Reproduce without alteration the stretch of records from the line that contains "The service SHOULD locate every instance of the round" through the line that contains "[[480, 748], [843, 684], [313, 754]]", both included, and nothing else.

>> BEGIN SUPPLIED ENTRIES

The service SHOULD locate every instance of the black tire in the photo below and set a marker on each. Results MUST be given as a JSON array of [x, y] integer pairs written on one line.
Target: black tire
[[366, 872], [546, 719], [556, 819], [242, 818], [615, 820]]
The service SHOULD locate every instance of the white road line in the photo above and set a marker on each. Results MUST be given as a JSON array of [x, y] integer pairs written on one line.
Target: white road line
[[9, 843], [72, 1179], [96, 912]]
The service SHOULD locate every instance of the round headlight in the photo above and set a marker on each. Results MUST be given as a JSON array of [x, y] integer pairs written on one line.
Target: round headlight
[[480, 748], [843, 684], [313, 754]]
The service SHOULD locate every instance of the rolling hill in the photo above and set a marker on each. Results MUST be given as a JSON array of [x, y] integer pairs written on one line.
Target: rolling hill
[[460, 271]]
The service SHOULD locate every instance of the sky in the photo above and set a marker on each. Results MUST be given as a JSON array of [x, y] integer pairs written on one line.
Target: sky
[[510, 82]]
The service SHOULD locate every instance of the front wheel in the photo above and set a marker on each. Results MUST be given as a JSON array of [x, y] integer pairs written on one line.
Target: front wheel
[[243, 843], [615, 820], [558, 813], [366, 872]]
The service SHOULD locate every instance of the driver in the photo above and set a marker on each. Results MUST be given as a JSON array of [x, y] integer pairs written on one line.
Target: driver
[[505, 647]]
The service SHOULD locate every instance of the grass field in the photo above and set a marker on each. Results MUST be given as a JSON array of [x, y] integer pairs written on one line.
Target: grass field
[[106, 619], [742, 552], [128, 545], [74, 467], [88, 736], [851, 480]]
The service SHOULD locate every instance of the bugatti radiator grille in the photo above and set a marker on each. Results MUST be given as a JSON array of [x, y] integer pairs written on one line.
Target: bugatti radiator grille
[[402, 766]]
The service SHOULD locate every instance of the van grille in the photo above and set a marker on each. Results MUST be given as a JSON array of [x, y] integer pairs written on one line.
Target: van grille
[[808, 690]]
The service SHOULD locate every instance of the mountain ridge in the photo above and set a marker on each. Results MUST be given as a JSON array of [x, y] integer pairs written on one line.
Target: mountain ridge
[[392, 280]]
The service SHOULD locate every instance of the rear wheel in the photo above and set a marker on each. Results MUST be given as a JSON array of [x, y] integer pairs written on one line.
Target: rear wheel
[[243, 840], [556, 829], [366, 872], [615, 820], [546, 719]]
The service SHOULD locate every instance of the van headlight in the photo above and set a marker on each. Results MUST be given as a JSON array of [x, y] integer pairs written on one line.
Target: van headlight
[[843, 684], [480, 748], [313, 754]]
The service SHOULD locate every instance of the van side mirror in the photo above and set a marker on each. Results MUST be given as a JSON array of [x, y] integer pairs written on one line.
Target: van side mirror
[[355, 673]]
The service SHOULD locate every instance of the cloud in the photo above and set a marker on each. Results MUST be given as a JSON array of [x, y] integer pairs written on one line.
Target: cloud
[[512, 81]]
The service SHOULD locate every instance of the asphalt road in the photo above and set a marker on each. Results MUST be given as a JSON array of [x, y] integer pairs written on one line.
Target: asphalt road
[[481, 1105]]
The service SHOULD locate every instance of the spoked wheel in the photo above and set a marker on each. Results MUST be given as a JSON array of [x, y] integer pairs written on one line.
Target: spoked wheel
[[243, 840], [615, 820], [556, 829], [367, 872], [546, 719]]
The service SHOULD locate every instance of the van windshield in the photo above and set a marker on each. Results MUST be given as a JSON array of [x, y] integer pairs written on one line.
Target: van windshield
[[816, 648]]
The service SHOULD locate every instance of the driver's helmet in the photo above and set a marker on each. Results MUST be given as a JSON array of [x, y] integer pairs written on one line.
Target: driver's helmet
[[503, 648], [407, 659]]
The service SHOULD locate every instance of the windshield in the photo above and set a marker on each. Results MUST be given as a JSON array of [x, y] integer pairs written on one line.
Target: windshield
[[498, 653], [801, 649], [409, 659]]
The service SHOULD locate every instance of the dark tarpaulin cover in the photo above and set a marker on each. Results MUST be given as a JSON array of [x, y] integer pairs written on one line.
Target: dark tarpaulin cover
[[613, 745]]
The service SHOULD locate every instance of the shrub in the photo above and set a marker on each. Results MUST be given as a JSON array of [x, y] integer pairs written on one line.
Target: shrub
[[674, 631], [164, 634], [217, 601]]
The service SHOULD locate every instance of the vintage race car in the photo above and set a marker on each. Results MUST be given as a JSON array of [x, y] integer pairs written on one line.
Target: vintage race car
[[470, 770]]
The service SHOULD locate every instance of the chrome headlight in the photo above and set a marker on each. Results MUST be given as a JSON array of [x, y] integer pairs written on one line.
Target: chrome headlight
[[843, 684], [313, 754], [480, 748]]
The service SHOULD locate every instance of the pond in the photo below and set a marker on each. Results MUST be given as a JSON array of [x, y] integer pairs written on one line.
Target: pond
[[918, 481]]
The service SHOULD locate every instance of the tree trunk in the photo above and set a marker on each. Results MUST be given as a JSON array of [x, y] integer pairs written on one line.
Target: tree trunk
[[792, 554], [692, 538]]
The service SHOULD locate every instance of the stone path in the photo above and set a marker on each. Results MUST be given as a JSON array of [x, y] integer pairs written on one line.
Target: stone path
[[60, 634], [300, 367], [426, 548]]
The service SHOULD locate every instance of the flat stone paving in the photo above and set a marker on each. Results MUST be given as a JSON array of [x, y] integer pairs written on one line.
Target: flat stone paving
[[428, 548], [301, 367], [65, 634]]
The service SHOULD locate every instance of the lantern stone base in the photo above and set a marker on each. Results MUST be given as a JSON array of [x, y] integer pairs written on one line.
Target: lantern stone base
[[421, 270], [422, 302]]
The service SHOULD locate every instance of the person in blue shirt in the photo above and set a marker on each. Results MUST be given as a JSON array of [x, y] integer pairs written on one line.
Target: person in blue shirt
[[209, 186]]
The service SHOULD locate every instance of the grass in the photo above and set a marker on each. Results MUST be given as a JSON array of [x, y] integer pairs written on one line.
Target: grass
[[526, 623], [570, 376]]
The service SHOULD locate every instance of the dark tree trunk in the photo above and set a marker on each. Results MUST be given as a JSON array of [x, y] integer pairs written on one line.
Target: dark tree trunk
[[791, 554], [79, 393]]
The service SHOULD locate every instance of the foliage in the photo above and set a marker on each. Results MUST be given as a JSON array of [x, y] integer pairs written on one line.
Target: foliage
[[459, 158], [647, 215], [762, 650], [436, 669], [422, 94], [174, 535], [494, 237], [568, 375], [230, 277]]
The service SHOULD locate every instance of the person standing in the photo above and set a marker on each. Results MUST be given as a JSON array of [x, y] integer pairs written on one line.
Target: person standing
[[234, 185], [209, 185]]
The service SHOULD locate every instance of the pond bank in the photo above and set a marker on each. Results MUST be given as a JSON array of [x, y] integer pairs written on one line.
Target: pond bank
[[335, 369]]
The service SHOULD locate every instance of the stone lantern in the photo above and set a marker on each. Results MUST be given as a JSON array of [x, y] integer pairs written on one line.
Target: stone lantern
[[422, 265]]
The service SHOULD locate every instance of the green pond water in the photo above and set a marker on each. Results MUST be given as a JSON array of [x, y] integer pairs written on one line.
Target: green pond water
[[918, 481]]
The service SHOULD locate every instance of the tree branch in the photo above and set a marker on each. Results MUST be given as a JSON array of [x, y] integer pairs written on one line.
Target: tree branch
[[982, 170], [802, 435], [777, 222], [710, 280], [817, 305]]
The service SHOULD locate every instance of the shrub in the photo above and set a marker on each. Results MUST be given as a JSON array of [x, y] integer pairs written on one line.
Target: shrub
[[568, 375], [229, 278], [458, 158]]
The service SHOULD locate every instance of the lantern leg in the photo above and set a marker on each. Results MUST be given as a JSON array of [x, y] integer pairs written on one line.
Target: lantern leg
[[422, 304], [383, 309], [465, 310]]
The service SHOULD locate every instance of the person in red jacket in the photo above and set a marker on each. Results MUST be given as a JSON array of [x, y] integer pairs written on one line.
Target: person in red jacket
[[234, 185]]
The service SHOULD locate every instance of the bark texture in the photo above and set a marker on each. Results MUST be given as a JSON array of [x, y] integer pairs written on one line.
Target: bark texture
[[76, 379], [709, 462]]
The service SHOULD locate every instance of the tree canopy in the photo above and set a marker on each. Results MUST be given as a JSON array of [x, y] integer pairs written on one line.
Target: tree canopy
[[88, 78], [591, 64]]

>> END SUPPLIED ENTRIES

**FINAL ANSWER:**
The service SHOULD locate every instance of the round headlight in the photo above and set a marker on each. Results MUST be given as a JSON array of [x, y] integer pairs written on one line.
Target: round headlight
[[480, 748], [843, 684], [313, 754]]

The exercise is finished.